短い課題 =>
資料の冒頭から「[144,214,257,284]」を含む行までを、列名を「入力」と「出力」とする2列のCSVに入れてください。1件につき1行とし、その文面と解答をそれぞれ1つの引用符付きフィールドに収め、改行は空白に置き換えてください。

掲載資料一覧 =>

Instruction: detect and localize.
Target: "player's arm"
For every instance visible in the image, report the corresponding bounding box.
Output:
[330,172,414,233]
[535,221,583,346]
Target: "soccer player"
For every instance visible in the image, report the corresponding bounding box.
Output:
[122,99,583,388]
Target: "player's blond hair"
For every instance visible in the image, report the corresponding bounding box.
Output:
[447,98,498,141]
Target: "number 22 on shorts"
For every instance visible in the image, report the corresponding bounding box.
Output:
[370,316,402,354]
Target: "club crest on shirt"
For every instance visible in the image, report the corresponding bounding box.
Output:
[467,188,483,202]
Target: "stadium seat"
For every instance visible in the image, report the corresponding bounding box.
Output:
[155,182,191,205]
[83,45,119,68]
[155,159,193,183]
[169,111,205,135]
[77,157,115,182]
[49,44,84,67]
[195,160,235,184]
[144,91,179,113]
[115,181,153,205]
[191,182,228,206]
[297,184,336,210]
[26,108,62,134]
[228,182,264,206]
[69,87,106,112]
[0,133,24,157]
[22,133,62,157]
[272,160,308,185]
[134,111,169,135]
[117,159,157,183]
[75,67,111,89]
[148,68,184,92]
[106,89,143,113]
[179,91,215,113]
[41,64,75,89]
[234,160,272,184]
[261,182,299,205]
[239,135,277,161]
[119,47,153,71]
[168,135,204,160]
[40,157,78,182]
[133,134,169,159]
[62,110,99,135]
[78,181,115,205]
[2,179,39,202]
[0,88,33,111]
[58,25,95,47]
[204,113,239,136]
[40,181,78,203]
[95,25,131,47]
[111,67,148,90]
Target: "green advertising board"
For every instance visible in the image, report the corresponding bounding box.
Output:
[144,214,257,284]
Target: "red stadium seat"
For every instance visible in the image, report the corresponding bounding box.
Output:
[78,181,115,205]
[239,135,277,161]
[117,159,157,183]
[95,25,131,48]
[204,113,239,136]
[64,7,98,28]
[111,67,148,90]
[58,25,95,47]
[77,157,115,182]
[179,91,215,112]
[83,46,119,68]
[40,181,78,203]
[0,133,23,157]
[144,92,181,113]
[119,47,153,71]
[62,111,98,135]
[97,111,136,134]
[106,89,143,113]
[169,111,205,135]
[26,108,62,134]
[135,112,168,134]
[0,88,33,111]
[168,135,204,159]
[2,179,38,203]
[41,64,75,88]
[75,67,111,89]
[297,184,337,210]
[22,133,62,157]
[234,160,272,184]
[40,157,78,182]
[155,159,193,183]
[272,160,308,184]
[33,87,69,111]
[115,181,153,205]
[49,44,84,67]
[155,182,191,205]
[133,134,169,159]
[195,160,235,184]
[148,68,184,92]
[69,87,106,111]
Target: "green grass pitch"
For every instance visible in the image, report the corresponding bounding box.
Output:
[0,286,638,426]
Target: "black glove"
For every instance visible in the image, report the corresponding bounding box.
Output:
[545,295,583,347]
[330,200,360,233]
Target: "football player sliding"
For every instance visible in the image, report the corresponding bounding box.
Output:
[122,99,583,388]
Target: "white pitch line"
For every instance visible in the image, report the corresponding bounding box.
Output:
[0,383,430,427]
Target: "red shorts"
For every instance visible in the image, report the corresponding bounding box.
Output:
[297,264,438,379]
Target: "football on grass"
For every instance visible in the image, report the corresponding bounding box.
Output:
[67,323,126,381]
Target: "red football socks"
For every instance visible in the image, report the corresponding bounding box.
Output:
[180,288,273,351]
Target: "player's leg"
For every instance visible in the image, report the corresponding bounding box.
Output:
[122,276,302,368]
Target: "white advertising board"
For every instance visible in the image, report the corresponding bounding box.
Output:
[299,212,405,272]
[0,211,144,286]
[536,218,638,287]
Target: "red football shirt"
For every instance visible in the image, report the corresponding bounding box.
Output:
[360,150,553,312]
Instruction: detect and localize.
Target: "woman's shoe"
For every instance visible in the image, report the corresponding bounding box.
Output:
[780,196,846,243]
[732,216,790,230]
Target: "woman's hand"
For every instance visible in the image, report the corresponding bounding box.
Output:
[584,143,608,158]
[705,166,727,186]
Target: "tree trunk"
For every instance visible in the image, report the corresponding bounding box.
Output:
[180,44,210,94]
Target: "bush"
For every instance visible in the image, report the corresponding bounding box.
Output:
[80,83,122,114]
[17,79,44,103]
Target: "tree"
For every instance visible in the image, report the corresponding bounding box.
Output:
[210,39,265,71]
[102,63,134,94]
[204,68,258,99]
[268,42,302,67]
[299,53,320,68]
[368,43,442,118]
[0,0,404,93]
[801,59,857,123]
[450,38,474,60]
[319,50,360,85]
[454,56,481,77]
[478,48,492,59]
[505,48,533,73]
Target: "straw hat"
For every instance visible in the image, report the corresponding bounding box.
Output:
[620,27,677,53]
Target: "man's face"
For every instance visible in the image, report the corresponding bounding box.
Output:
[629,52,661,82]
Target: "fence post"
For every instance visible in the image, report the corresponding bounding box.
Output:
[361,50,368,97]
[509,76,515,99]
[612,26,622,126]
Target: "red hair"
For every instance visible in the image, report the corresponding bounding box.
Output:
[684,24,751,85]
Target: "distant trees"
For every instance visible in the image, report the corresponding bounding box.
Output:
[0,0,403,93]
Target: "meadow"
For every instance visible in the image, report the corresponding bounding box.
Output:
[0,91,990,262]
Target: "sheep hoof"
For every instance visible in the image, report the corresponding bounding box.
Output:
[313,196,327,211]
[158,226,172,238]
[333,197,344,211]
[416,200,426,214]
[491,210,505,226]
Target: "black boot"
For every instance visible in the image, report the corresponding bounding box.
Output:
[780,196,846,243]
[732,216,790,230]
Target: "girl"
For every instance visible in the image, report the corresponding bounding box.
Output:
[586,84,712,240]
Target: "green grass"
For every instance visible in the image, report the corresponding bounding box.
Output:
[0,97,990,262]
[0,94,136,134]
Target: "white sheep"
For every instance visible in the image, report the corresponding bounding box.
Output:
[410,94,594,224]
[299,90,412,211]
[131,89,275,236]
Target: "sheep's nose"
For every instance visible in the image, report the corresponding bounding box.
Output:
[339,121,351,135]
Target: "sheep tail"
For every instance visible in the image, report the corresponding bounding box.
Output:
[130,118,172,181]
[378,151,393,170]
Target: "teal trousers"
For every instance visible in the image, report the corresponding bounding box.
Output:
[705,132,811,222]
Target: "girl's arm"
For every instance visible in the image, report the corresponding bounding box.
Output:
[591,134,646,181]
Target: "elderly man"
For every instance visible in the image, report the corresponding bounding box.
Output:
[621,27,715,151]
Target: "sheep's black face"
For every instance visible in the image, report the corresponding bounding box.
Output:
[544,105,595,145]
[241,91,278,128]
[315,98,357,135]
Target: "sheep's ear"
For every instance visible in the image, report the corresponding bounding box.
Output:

本課題の解答 =>
入力,出力
"Instruction: detect and localize. Target: ""player's arm"" For every instance visible in the image, report the corresponding bounding box. Output:","[330,172,414,233] [535,221,583,346]"
"Target: ""soccer player"" For every instance visible in the image, report the corresponding bounding box. Output:","[122,99,583,388]"
"Target: ""player's blond hair"" For every instance visible in the image, report the corresponding bounding box. Output:","[447,98,498,141]"
"Target: ""number 22 on shorts"" For every instance visible in the image, report the corresponding bounding box. Output:","[370,316,402,354]"
"Target: ""club crest on shirt"" For every instance visible in the image, report the corresponding bounding box. Output:","[467,188,483,202]"
"Target: ""stadium seat"" For every instance visible in the image, report the corresponding bounding box. Output:","[155,182,191,205] [83,45,119,68] [155,159,193,183] [169,111,205,135] [77,157,115,182] [49,44,84,67] [195,160,235,184] [144,91,179,113] [115,181,153,205] [191,182,228,206] [297,184,336,210] [26,108,62,134] [228,182,264,206] [69,87,106,112] [0,133,24,157] [22,133,62,157] [272,160,308,185] [134,111,169,135] [117,159,157,183] [75,67,111,89] [148,68,184,92] [106,89,143,113] [179,91,215,113] [41,64,75,89] [234,160,272,184] [261,182,299,205] [239,135,277,161] [119,47,153,71] [168,135,204,160] [40,157,78,182] [133,134,169,159] [62,110,99,135] [78,181,115,205] [2,179,39,202] [0,88,33,111] [58,25,95,47] [204,113,239,136] [40,181,78,203] [95,25,131,47] [111,67,148,90]"
"Target: ""green advertising board"" For every instance visible in the image, report the corresponding bounding box. Output:","[144,214,257,284]"